SET EXERCISE A: In the litigation disclosure below, translate this sentence into Spanish: "Each party has posted a letter of credit covering the value of the claims pending against it."
SET EXERCISE B: According to the litigation disclosure below, what amount did the jury award the plaintiff in the Colorado royalty suit?
SET EXERCISE C: Proceed with the litigation disclosure below, picking up right after its last sentence.

TEXT TO READ:

Start

Deepwater construction litigation
     In a lawsuit pending in federal court in Houston, Texas, Technip Offshore, Inc. (Technip) is seeking approximately $8.6 million from two of our subsidiaries. The suit alleges that we breached a contract for the construction of deepwater export pipelines connected to the Devils Tower Spar in the Gulf of Mexico. We have filed counterclaims seeking $4.2 million in liquidated delay damages. Each party has posted a letter of credit covering the value of the claims pending against it.
Colorado royalty litigation
     On June 27, 2002, a royalty owner in the Piceance basin of Colorado filed suit against one of our Exploration & Production subsidiaries alleging that we breached our lease agreements and violated the Colorado Deceptive Trade Practices Act (CDTA) by making various deductions from his royalty payments from 1996 to date. On August 2, 2004, the jury returned its verdict in the amount of $4.1 million for the plaintiff. The verdict included a finding under the CDTA which could have potentially tripled the damage award. On November 30, 2004, the court issued an order setting aside the plaintiff’s CDTA claims, but left intact the $4.1 million award. We are appealing the judgment to the Colorado Court of Appeals.

End

DATA PROVIDED:
Start

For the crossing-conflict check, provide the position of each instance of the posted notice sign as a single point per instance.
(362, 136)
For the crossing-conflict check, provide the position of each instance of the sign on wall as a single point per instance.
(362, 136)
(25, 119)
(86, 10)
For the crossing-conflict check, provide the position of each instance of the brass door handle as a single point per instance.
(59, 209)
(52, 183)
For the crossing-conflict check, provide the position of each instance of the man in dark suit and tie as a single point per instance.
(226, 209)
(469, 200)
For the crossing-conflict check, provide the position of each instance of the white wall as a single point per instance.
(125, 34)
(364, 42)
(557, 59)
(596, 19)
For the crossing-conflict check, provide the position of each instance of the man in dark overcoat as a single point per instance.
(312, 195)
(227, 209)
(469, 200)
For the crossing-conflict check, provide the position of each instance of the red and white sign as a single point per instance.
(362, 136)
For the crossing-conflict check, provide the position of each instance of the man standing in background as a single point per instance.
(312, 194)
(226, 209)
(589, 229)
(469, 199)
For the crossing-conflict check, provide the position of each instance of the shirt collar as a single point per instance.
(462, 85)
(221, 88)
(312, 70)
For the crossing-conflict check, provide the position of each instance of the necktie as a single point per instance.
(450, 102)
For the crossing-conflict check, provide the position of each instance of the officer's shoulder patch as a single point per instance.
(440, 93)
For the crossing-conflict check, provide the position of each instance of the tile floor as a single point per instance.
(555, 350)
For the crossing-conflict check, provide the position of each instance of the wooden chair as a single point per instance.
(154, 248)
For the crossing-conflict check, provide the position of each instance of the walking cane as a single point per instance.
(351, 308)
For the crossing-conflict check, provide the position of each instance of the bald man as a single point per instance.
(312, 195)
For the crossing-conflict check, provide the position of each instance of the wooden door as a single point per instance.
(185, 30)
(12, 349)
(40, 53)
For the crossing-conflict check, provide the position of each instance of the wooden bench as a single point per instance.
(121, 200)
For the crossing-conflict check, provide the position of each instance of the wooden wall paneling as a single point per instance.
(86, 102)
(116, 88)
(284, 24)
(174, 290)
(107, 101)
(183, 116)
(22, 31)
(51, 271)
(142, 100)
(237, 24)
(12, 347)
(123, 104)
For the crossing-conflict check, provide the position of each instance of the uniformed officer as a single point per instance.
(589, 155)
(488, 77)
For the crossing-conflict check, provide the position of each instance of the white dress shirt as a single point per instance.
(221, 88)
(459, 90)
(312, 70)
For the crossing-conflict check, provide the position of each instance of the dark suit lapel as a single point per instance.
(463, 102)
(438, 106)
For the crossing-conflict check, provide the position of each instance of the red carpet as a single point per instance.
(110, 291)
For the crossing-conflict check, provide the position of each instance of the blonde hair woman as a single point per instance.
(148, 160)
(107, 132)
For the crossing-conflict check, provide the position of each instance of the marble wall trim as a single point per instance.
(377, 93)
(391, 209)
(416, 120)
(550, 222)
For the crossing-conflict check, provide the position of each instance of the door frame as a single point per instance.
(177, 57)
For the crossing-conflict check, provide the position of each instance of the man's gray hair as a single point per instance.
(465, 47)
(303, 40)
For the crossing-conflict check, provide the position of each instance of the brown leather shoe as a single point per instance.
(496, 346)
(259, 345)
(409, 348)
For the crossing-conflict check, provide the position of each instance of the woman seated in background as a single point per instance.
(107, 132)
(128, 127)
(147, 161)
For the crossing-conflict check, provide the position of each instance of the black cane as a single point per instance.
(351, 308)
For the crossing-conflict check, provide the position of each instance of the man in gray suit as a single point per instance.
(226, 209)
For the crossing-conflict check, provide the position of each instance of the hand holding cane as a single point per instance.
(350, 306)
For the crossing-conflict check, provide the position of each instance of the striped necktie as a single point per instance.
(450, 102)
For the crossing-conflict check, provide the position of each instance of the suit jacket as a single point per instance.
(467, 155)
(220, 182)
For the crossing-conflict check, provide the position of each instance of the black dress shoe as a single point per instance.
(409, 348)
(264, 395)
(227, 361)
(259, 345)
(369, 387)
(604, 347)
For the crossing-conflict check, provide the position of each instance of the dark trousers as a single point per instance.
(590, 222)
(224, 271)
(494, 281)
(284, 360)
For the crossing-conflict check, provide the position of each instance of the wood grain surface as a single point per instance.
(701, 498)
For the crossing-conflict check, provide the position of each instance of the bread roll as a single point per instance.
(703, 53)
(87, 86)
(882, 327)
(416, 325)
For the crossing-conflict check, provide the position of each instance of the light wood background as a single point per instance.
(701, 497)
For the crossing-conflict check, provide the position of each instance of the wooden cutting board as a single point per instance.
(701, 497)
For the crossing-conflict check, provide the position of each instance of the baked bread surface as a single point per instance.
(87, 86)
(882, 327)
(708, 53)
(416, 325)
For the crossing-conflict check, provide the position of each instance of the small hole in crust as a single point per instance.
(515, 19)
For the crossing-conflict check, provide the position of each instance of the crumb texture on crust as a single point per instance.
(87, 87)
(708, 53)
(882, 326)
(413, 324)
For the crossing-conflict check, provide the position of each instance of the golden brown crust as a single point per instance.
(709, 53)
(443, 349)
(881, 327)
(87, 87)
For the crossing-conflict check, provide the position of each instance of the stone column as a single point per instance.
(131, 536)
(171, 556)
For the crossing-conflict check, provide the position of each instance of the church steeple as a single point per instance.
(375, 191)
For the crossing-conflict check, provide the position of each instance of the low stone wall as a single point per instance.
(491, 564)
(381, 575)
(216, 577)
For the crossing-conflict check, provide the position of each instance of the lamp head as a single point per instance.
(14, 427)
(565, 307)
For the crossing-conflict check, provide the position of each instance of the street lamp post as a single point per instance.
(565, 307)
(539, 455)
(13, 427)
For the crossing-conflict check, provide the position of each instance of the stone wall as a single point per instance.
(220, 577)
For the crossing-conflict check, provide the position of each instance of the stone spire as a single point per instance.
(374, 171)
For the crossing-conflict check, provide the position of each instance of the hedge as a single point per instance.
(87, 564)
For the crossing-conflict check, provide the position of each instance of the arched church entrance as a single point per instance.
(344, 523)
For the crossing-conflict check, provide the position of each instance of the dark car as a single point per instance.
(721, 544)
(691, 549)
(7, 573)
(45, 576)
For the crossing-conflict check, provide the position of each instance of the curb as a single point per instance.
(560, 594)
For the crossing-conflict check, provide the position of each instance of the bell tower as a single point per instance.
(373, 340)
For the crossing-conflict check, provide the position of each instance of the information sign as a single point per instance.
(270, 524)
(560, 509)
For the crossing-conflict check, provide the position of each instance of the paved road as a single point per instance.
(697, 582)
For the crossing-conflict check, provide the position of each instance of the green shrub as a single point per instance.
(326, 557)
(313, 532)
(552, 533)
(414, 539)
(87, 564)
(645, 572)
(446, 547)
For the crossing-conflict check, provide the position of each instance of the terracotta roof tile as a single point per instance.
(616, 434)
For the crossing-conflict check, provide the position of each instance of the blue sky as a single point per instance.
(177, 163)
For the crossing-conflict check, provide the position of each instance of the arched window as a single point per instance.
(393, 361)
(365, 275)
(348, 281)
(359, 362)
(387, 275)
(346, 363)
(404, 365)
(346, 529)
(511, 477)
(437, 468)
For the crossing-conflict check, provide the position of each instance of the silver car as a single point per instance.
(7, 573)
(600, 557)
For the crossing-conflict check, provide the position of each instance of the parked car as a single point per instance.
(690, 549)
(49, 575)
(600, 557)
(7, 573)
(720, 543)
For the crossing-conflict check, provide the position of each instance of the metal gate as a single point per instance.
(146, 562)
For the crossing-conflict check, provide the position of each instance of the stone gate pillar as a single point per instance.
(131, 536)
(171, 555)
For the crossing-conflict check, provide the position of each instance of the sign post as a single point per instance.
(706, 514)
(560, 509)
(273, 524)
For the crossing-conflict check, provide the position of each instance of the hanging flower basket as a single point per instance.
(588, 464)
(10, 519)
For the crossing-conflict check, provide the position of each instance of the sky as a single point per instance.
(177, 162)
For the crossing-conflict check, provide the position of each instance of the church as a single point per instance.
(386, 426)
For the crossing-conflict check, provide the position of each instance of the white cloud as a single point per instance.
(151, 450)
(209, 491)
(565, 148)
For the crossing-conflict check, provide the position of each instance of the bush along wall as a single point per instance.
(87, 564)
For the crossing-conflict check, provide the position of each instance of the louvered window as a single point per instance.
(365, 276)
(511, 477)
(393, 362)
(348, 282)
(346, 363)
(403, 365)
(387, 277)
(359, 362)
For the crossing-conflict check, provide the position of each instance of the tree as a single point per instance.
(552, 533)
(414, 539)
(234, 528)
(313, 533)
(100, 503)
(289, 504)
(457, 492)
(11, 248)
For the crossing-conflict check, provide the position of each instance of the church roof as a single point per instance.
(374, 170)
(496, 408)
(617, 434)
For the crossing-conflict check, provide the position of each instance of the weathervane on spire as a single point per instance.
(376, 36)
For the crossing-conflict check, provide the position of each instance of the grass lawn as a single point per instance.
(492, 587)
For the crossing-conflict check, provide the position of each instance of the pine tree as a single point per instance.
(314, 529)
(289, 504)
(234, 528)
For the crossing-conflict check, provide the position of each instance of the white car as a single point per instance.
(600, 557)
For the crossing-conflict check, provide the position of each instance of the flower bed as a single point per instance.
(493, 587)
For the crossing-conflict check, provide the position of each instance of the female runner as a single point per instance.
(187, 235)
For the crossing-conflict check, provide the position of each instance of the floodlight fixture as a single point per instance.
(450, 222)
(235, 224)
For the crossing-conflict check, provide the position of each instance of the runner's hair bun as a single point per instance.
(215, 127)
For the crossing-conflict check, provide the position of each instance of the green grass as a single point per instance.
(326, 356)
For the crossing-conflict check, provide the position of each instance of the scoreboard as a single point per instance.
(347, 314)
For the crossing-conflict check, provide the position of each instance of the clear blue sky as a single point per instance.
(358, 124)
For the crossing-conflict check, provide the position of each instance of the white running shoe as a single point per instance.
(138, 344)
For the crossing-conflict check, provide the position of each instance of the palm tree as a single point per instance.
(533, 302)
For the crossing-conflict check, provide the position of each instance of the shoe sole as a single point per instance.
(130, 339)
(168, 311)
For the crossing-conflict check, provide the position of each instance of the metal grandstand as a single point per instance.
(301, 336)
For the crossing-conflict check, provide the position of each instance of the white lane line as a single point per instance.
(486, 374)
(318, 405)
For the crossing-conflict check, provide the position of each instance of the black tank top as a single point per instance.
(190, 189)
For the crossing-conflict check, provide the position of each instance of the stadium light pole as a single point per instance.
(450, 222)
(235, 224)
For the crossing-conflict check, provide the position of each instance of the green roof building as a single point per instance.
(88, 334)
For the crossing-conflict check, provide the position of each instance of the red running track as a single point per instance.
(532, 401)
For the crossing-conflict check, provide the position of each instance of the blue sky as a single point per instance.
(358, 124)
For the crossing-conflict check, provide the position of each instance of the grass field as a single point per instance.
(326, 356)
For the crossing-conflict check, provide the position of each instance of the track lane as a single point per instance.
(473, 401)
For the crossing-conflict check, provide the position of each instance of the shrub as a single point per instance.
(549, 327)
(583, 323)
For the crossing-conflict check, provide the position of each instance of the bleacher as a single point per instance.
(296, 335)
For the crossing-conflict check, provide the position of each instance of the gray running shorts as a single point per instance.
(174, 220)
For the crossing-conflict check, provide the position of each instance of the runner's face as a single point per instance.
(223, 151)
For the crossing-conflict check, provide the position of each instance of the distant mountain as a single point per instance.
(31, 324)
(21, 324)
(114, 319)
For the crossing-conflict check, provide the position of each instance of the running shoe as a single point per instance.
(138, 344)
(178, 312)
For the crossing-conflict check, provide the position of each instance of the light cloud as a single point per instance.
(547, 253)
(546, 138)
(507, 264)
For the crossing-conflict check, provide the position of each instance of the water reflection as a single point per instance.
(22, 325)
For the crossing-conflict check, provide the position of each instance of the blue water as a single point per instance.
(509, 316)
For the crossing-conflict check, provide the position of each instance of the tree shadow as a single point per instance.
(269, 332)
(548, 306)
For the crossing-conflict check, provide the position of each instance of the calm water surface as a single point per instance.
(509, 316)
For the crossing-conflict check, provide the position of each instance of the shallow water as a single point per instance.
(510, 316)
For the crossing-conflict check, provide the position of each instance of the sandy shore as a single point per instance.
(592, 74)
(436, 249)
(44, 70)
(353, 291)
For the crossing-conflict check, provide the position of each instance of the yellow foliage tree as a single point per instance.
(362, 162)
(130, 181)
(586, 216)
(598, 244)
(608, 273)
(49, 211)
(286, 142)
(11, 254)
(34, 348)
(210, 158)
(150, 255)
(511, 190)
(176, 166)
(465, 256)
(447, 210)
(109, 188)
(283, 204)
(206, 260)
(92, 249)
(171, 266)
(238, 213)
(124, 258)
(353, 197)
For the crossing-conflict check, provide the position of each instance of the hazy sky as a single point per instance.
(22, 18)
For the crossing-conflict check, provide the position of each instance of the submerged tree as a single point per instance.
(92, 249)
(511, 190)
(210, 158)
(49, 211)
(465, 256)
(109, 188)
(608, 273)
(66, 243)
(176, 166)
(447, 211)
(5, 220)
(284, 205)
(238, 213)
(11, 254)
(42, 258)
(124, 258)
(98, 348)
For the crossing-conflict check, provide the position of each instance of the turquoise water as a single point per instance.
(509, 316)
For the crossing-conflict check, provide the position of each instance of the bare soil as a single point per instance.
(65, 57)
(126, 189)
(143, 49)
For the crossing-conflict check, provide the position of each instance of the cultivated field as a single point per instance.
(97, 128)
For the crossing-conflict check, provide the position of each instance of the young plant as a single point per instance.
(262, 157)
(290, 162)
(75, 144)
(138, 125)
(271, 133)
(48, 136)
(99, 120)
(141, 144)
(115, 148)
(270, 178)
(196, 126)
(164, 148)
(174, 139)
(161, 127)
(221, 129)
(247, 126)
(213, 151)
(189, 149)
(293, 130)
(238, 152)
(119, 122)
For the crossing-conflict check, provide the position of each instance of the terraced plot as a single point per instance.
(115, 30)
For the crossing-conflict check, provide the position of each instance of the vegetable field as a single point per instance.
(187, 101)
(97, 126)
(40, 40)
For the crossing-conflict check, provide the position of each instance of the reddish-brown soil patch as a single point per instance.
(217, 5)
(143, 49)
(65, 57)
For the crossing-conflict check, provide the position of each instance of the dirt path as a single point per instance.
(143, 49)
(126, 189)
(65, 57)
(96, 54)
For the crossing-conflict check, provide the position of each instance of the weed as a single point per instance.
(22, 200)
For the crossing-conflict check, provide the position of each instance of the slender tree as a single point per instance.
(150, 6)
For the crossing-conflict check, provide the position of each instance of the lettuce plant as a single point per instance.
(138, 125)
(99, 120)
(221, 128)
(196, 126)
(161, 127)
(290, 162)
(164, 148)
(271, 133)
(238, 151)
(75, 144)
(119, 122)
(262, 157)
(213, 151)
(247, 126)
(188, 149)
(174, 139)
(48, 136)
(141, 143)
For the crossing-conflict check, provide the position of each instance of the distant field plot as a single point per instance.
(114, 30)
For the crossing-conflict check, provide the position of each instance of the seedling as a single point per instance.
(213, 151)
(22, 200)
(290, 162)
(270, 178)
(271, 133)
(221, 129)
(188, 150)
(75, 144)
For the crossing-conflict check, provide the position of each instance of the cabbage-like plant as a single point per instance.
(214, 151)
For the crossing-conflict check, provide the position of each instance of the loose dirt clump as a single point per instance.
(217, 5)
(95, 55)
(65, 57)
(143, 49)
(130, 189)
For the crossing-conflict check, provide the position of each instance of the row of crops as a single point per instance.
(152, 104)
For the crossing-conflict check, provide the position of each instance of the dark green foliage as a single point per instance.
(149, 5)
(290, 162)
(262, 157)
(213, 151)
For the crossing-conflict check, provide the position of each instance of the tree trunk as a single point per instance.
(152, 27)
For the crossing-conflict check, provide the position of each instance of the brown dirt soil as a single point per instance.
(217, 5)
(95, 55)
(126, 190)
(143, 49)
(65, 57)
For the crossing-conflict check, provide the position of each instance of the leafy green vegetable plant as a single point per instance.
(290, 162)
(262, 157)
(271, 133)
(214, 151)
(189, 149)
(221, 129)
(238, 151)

End

OUTPUT A: Cada parte ha depositado una carta de crédito que cubre el valor de las reclamaciones pendientes en su contra.

OUTPUT B: $4.1 million.

OUTPUT C:
Redondo Beach taxes
     On February 5, 2005, Power received a tax assessment letter, addressed to AES Redondo Beach, L.L.C. and Power, from the city of Redondo Beach, California, in which the city asserted that approximately $33 million in back taxes and approximately $39 million in interest and penalties are owed related to natural gas used at the generating facility operated by AES Redondo Beach. On the same date, Power was served with a subpoena from the city related to the tax assessment. During July 2005, the city held hearings on this matter and requested an additional briefing. To the extent such taxes are ultimately determined to be owed under Power’s tolling agreement related to the Redondo Beach generating facility, we believe that AES Redondo Beach is responsible for taxes of the nature asserted by the city. A decision is expected during the third quarter of 2005.
San Juan basin gas entitlements
     One of our Exploration & Production subsidiaries is involved in a dispute with another joint interest owner in multiple federal oil and gas units located in the San Juan basin. The dispute involves various accounting issues relating to payout determinations in these federal units and associated claims for retroactive adjustment of entitlements to gas production. We have settled these disputes for a payment of approximately $23.5 million.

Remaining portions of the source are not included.